*EXERCISE INPUT:*
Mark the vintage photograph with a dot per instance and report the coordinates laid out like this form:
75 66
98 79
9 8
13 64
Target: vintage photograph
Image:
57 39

*ASSIGNMENT:*
Working through the records above, copy each one exactly.

*SOLUTION TO THIS EXERCISE:*
Mark the vintage photograph with a dot per instance and report the coordinates laid out like this form:
75 66
98 79
9 8
13 64
Target: vintage photograph
Image:
57 39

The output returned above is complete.